> [TASK PROMPT] Continue the documentation on tables and bilexicon extraction from its final sentence.

> [EXCERPT PROVIDED]

A Table is a collection of records. It has the following members and methods.

header — A list of strings.

records — A list of records, each record being a list of strings.

where(f,*v*) — Returns a new Table containing the subset of records in which field f has value v.

dump() — Prints out the table.

grep(f,*v*) — Prints out the subtable for which field f has value v.

Parser

A Parser instance digests the information in the tables.

Compiler

The value of compile is a Compiler instance. It is used to create digested files. If called with no arguments, it creates the files

Utility functions

The function attribute_entries() iterates over the records for a given subject type or a given subject-relation pair. For example:

>>> i = attribute_entries('expression', 'label')
>>> i.next()
(('expression', 'label', 'string'), '3990756' u'!')

The entries are of form (t, v_1, v_2), where t is of form (t_1, r, t_2).

Collect variety languages. The function collect_variety_languages() iterates over the variety-language records, and constructs a table indexed by variety ID (an int), whose value is the variety’s language. E.g.:

>>> vlangs = collect_variety_languages()
>>> vlangs[187]
'eng'

Collect approvers. The function collect_approvers() returns a table indexed by approver ID, in which the values are lists of form [lang, variety, quality, title].

Extracting bilexicons. A bilexicon is represented in Python by the class Bilex:

>>> b = Bilex('spa','eng')

Create raw. The first step is to create the raw bilexicon:

>>> b.create_raw()

This takes about 25 minutes to run. The output (in this example) is the file spa-eng-raw.txt in the directory /cl/data/panlex/lex.

The create_raw() method starts by loading the variety-language table, which maps varieties to their languages.

Then it goes through the expression-variety records, creating a table of expressions. The keys are expressions (ints) and the values are lists of form [variety, label, degraded text]. An entry is created only for expressions whose variety’s language is one of the two languages of interest. Label and degraded text are initially set to the empty string.

Next it goes through the expression-label and expression-degraded-text records, filling in the other fields of the expression entries.

Next it creates a denotations table. It goes through the denotation-expression records. If the expression has an entry in the expressions table, then a new entry is created in the denotations table. The key is the denotation (an int), and the value is a list of form [expression, part of speech, meaning]. Initially only the expression is set. Part of speech is initialized to the empty string and meaning is initialized to 0.

Next it goes through the denotation-pos records and the denotation-meaning records, filling in the remaining fields in the denotation entries.

By that point, memory is pretty much full. Output is written to lang1-*lang2-raw.txt*. We pass through the denotations table. Each denotation entry contains an expression ID, we use it to fetch the expression entry. The expression entry contains a variety ID; we use it to look up the language. Each denotation generates one line of output, of form:

m lang v expr degraded pos d e

The single letters represent integer IDs: meaning (m), variety (v), denotation (d), expression (e). The denotation and expression IDs are included only for debugging purposes.

> [Object pointing dataset rows]
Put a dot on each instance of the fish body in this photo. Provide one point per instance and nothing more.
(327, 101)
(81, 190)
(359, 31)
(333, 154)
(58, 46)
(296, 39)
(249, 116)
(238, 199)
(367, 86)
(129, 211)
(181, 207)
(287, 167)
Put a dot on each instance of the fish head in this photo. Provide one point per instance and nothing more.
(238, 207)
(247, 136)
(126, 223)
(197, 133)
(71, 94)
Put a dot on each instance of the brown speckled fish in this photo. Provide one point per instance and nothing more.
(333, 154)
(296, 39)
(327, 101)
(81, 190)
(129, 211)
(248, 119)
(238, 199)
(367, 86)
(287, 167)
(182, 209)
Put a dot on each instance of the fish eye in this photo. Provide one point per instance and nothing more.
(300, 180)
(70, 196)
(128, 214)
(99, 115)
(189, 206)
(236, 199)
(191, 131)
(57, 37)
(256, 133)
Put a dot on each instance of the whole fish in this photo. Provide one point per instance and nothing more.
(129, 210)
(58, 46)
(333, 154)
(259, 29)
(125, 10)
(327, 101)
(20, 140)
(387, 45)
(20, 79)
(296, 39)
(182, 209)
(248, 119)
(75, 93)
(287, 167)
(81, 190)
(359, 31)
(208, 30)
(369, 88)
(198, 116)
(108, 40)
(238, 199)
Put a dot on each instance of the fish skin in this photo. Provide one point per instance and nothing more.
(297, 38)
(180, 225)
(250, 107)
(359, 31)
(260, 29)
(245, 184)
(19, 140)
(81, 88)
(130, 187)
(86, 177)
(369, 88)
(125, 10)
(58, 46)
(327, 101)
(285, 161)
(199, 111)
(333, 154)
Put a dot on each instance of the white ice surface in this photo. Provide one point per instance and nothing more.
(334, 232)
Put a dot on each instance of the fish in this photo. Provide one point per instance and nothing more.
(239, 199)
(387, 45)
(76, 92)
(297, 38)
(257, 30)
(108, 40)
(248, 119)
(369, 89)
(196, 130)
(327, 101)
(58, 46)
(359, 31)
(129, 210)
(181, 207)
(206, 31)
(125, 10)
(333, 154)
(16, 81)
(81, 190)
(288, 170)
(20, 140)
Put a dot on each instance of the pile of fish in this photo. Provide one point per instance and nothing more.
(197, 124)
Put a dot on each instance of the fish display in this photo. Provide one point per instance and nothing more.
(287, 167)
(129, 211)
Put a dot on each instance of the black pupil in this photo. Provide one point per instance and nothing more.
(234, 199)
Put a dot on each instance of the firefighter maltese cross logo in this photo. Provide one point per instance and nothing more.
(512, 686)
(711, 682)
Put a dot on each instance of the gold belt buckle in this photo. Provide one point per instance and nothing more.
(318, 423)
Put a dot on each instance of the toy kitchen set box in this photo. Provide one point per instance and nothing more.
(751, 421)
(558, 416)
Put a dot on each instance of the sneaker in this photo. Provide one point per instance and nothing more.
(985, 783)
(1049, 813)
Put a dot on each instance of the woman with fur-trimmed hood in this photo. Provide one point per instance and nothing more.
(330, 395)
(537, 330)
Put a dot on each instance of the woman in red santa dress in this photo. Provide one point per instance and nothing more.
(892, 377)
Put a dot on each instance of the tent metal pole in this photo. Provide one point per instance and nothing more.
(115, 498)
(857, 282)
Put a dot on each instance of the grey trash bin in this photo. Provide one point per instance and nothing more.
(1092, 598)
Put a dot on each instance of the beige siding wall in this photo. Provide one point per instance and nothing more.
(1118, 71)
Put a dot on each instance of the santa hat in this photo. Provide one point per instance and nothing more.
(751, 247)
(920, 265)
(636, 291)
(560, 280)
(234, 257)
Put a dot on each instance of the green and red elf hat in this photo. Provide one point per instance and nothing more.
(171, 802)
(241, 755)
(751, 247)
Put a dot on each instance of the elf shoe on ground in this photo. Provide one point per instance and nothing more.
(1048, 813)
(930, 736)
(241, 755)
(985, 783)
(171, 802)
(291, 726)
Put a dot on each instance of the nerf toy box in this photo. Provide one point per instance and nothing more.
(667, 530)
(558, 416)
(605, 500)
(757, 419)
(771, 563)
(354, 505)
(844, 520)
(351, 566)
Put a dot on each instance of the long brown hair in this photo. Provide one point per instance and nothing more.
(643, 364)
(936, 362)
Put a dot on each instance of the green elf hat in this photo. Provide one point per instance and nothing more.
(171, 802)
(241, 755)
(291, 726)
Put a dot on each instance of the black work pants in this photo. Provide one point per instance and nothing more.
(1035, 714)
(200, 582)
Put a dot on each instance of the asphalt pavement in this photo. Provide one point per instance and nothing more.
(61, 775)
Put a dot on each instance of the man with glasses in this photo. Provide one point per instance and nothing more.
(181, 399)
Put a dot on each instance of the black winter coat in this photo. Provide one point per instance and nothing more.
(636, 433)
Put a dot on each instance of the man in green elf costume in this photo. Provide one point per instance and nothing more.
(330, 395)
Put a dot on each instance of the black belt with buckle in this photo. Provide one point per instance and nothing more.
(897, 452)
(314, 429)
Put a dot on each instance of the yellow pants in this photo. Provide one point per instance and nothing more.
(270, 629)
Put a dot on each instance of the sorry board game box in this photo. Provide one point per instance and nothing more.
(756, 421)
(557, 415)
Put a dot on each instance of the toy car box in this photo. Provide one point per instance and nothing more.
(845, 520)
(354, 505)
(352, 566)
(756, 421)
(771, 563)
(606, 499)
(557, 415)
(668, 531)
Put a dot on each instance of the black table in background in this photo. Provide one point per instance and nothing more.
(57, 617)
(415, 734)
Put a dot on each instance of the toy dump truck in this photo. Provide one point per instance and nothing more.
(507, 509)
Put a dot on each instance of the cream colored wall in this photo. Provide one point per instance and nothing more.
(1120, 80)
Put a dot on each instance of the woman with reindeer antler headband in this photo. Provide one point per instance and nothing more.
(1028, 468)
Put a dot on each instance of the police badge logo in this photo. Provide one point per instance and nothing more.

> [RESULT OF THE TASK]
Sort raw. The method sort_raw() calls Unix sort to sort the raw file by meaning, language, variety, and label. The output is written to lang1-*lang2-m1.txt*. It takes a couple minutes to run.

Create m2. The method create_m2() adds approvers, and also filters out monolingual meanings. (I tried adding approvers when creating the raw file, but Python runs out of memory):

>>> b.create_m2()

The method scans through the m1.txt file, collecting a table of meanings. For each block of meanings, note is kept of whether both languages are seen. If so, an entry is created in the meanings table, and otherwise no entry is created. The meanings table is indexed by meaning ID, and the value is the approver ID (initialized to 0).

After creating the meanings table, the method passes through the meaning-approver records and sets the values (approvers) for the meanings.

Next it calls collect_approvers() to get the quality information for each approver.

Finally, it passes a second time through the m1.txt file. Each time it encounters a new meaning, it looks in the meanings table to see whether it should be kept or not. If the meaning is a keeper, the quality of the approver is looked up in the approvers table. Each line from m1.txt that is to be kept is copied to m2.txt, and two new fields are added at the end: approver ID and quality. Hence the lines in m2.txt are of form:

m lang v expr degraded pos d e a q

where “a” is approver and “q” is quality (both are ints).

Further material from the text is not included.